_YOUR OBJECTIVE:_ Arrange every line of the items below as a numbered list, skipping blank lines. Omit the pictures from your list.

[Source items]
--------------------------------

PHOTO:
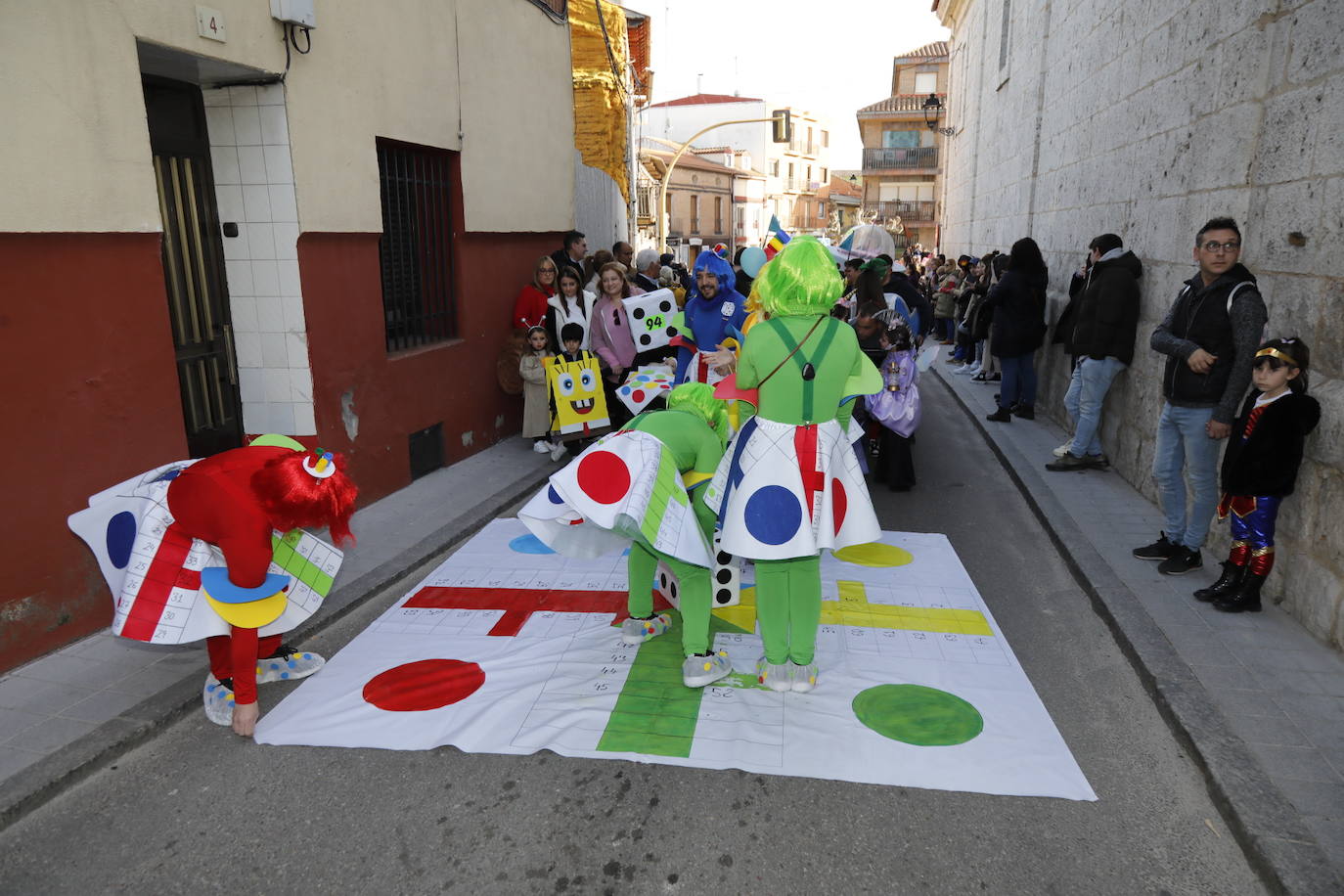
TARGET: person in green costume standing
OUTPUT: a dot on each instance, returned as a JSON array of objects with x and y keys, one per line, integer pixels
[
  {"x": 790, "y": 484},
  {"x": 644, "y": 485}
]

--------------------------------

_CORRECT OUTPUT:_
1. PHOTO:
2. TARGET: person in green costume standing
3. OUTPUT: a dot on each instance, returned as a JSON array of objects with x and y keys, one per line, integer pixels
4. [
5.   {"x": 790, "y": 484},
6.   {"x": 644, "y": 485}
7. ]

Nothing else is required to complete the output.